Excerpt provided:

Bob Bussel of LERC gives a presentation of the Common Sense Economics program.

With six faculty, five support staff, and office space in Eugene and Portland, LERC is a small corner within the giant university, focused on providing training and research to Oregon unions. Over the years, thousands of union stewards and officers have taken part in LERC-sponsored events like the Collective Bargaining Institute, the AFL-CIO Summer School, and the Public Employment Relations Conference.

The LERC cuts are part of a package of cuts to UO programs that serve the public. Others on the chopping block include the university art and natural history museums and the university-sponsored Oregon Bach Festival.

“We were totally blindsided by this,” said LERC director Bob Bussel. “LERC really is the one place in the university focused on working class needs and concerns.”

Raw data:
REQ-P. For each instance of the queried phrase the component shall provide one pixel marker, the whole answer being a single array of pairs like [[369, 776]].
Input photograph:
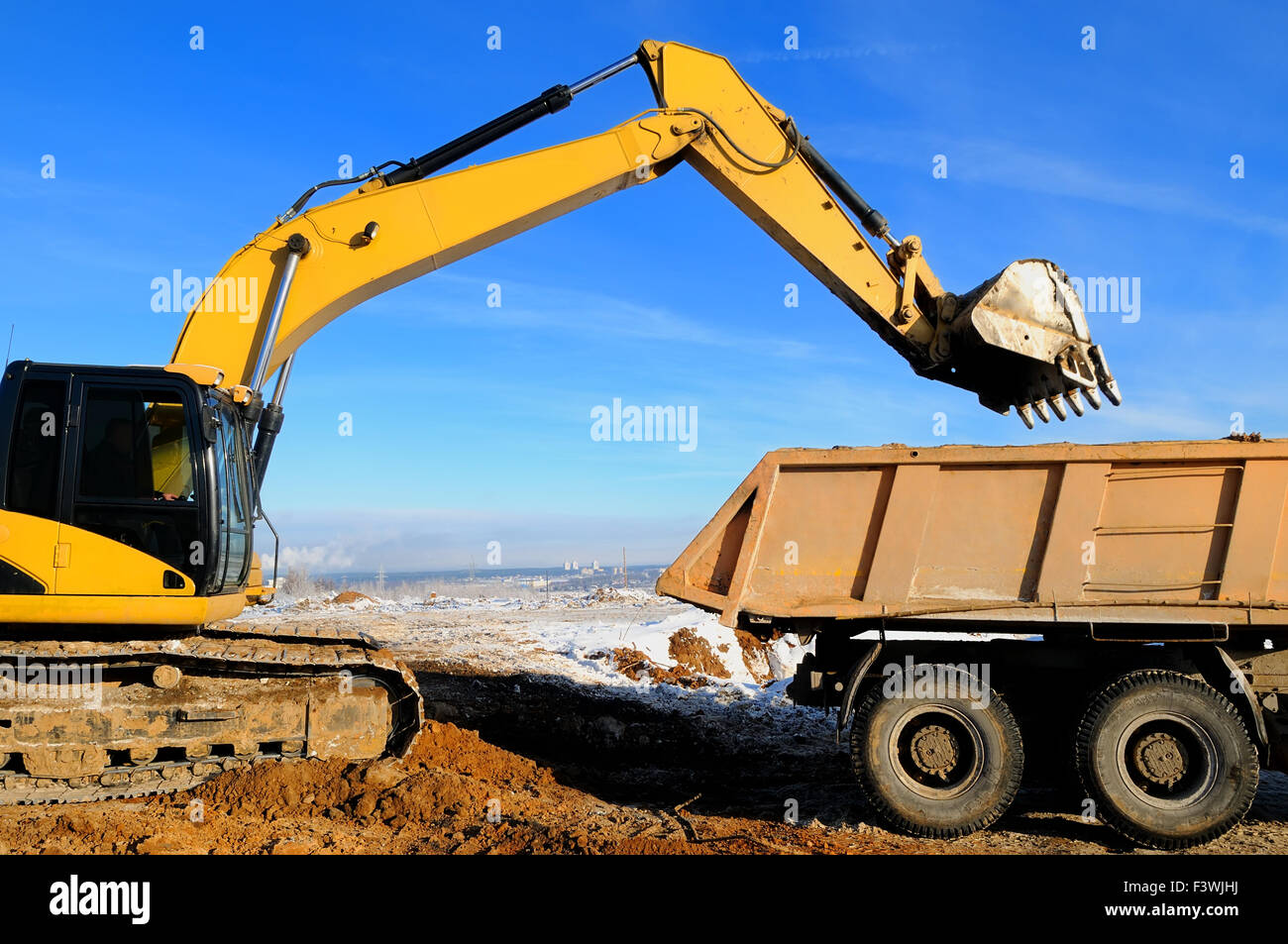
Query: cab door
[[130, 520]]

Your task: Please resume the article about the LERC cuts, starting right after the quoted remark from Bob Bussel. The lines stand on their own and are not part of the article about the LERC cuts.

The response:
LERC supporters are appealing to Provost Jayanth Banavar and University of Oregon President Michael Schill to reconsider. On April 24, the UO faculty senate passed a resolution calling on the university to rethink its plan for disproportionate cuts to the public-facing programs and instead distribute any cuts more equitably across all units. Supporters also created a web site, SaveLERC.com, where people can find sample emails and sign an online petition.

Bussel said if the cuts are approved, they would take effect July 1 and be implemented over the next two years.